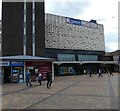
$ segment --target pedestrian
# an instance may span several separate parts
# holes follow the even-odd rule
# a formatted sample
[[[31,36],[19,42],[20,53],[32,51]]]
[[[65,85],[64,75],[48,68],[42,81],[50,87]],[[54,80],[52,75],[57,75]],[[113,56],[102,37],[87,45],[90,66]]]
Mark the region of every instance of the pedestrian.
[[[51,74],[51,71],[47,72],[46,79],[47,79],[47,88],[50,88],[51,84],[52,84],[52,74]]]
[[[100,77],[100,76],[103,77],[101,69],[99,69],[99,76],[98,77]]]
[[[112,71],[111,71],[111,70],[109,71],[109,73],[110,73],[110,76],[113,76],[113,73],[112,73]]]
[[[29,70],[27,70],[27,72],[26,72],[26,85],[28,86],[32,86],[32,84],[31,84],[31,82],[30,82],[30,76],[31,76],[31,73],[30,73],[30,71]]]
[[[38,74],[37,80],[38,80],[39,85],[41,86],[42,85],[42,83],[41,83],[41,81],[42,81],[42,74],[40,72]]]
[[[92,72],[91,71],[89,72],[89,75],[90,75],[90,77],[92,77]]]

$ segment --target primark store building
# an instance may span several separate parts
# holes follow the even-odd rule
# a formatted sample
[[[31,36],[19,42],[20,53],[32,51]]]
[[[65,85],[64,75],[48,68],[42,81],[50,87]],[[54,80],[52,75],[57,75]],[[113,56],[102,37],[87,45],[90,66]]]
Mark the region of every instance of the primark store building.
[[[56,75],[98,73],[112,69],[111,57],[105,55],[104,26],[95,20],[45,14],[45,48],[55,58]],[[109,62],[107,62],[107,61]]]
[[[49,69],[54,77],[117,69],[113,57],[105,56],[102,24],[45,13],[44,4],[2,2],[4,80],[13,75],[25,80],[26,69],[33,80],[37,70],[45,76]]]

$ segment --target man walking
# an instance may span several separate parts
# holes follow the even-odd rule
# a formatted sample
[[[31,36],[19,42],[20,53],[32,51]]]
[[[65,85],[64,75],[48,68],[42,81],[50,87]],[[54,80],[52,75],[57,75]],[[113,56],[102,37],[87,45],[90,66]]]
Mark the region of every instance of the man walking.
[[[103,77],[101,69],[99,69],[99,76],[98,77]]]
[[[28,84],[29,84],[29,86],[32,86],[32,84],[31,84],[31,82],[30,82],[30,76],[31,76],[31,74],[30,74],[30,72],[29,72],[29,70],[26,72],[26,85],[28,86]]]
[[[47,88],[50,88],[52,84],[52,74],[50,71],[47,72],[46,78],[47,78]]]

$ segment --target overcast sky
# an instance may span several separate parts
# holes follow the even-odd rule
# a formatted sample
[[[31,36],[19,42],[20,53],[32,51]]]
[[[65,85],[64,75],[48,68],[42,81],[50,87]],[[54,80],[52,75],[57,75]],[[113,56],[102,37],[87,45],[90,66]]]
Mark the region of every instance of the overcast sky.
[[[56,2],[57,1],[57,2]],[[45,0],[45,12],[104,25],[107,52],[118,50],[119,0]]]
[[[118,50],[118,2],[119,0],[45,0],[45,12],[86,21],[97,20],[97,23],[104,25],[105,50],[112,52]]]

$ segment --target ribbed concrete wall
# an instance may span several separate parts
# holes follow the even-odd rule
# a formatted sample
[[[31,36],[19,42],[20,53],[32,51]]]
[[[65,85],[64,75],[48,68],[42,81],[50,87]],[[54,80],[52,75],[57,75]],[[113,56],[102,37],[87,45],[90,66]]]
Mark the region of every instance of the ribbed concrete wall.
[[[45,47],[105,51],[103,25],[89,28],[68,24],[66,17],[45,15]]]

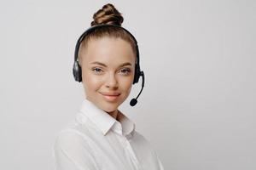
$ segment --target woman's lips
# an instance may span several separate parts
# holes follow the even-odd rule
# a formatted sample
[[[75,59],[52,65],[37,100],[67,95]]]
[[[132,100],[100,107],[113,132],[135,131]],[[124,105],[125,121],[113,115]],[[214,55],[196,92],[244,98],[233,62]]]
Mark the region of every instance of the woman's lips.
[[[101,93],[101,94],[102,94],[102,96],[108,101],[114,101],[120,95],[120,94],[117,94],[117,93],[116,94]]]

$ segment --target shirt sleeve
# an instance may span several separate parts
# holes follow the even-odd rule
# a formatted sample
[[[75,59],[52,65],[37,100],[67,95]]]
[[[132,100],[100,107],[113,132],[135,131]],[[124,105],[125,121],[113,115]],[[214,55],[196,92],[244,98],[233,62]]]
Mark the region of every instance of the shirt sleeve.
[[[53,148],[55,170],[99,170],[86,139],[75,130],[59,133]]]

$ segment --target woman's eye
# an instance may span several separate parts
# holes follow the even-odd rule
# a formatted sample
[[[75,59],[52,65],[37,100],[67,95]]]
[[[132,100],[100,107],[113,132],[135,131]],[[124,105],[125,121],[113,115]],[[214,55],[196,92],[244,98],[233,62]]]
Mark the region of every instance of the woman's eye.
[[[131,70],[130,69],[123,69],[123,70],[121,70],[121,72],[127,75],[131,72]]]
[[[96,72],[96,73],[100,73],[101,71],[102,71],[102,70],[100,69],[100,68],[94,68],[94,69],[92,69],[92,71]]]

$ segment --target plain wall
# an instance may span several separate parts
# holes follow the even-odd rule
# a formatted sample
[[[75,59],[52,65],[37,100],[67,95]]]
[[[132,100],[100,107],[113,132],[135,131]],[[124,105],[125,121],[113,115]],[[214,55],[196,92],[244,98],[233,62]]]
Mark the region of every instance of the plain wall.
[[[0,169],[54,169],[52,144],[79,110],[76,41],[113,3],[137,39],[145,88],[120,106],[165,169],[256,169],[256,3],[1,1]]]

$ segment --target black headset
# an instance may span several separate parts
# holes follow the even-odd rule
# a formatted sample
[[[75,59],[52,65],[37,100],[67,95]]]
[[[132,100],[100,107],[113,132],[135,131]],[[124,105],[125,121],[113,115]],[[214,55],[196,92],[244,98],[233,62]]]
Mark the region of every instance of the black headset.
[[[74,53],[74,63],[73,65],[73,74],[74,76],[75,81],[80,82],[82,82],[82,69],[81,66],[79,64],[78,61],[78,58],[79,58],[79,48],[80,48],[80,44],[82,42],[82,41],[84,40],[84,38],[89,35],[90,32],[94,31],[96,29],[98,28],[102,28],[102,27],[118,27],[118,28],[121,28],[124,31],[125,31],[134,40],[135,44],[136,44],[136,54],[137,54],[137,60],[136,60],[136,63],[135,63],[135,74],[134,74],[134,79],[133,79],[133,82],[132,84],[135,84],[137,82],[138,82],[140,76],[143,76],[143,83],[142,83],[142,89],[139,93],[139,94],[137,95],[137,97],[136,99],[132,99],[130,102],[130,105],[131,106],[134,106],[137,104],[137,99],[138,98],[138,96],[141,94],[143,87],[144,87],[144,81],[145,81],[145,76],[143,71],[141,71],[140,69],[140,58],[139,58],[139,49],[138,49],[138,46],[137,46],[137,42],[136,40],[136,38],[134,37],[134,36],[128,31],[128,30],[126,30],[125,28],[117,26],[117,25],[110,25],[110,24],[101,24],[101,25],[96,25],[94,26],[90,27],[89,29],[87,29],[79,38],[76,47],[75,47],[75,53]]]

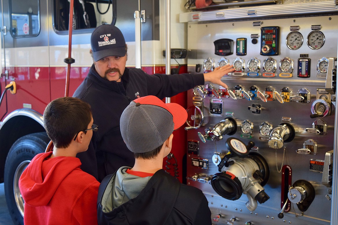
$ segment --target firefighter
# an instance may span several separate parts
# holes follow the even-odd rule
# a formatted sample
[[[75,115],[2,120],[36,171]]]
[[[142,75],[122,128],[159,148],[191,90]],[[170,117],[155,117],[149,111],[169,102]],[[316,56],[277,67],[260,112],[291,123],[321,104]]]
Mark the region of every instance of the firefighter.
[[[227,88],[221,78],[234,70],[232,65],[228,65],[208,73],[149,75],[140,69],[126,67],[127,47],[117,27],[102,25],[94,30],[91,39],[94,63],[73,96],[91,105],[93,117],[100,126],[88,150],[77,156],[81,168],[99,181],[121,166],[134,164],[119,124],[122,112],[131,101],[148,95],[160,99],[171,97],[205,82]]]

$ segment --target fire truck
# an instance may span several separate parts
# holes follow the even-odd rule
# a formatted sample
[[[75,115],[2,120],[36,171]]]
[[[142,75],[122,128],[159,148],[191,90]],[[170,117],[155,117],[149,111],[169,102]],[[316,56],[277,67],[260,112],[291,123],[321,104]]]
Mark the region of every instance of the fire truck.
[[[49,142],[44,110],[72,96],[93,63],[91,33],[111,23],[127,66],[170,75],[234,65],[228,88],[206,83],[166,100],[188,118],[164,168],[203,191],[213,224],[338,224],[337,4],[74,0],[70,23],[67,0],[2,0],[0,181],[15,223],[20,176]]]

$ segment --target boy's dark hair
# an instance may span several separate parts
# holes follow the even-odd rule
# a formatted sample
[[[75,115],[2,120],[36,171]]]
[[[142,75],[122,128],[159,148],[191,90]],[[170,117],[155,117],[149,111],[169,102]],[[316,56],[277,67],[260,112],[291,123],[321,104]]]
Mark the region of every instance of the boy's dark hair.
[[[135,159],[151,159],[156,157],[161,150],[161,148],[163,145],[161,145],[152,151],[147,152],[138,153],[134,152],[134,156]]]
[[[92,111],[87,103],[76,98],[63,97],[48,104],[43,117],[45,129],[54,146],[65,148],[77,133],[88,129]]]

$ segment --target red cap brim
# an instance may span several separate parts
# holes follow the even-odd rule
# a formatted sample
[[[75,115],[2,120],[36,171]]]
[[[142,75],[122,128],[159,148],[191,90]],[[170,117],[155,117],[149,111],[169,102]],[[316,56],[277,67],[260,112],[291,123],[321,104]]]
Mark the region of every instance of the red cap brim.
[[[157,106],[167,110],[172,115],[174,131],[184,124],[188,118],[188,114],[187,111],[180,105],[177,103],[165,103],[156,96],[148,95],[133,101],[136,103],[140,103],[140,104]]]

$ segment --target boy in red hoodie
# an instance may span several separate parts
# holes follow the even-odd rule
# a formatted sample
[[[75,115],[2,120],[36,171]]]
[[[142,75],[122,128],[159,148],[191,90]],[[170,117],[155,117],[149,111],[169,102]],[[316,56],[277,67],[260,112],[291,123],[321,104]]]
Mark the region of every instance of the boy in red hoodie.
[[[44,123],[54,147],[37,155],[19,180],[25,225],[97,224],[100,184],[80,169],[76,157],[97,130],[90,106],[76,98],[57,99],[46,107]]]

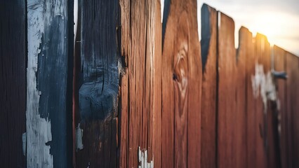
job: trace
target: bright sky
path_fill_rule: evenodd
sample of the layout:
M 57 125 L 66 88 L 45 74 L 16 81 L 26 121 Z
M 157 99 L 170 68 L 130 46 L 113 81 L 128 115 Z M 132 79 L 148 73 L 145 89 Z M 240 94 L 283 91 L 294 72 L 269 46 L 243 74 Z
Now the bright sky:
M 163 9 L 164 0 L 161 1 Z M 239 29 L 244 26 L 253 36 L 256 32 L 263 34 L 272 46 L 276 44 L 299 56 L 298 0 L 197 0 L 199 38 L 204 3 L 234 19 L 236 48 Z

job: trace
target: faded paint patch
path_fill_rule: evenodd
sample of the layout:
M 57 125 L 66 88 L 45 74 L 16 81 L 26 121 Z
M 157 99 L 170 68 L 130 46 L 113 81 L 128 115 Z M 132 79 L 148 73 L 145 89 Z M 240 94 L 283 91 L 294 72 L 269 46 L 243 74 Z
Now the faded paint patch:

## Task requirements:
Omit the pictures, then extract verbatim only those lines that fall between the line containing "--target red cap brim" and the final line of the records above, both included.

## Complete answer:
$ segment --target red cap brim
# an instance may span several separate parts
# holes follow the even-odd rule
# a formatted sample
[[[75,115],[2,120],[36,171]]]
[[[142,75],[122,128],[159,148],[191,90]],[[170,117],[155,117],[149,111],[169,102]],[[316,56],[277,67],[260,112],[291,123],[321,104]]]
Mark the region of every instance of the red cap brim.
[[[157,106],[167,110],[172,115],[174,131],[184,124],[188,118],[188,114],[187,111],[180,105],[177,103],[165,103],[156,96],[148,95],[133,101],[136,103],[140,103],[140,104]]]

$ segment --target boy in red hoodie
# an instance may span several separate parts
# holes follow the even-odd rule
# a formatted sample
[[[75,115],[2,120],[36,171]]]
[[[142,75],[122,128],[159,148],[191,90]],[[170,117],[155,117],[149,111],[169,102]],[[316,56],[277,67],[260,112],[291,123],[321,104]]]
Mark the region of every instance of the boy in red hoodie.
[[[44,123],[54,147],[37,155],[19,180],[25,225],[97,224],[100,184],[80,169],[76,157],[97,130],[90,106],[76,98],[57,99],[46,107]]]

job: trace
target: bright sky
path_fill_rule: evenodd
sample of the layout:
M 57 125 L 66 88 L 45 74 L 16 81 L 26 121 Z
M 157 99 L 170 68 L 130 46 L 113 81 L 128 115 Z M 132 79 L 148 73 L 145 89 Z M 240 94 L 283 91 L 294 72 L 269 46 L 243 74 Z
Now the bright sky:
M 163 9 L 164 0 L 161 1 Z M 239 29 L 244 26 L 253 36 L 256 32 L 263 34 L 272 46 L 276 44 L 299 56 L 298 0 L 197 0 L 199 38 L 204 3 L 234 19 L 236 48 Z

job: trace
target: faded paint patch
path_fill_rule: evenodd
sample of the layout:
M 57 125 L 66 88 L 45 74 L 16 81 L 26 121 Z
M 157 99 L 170 68 L 130 46 L 113 81 L 128 115 Z M 132 79 L 148 73 L 145 89 Z M 240 94 L 283 91 L 294 72 L 269 46 L 243 74 Z
Now the faded paint patch:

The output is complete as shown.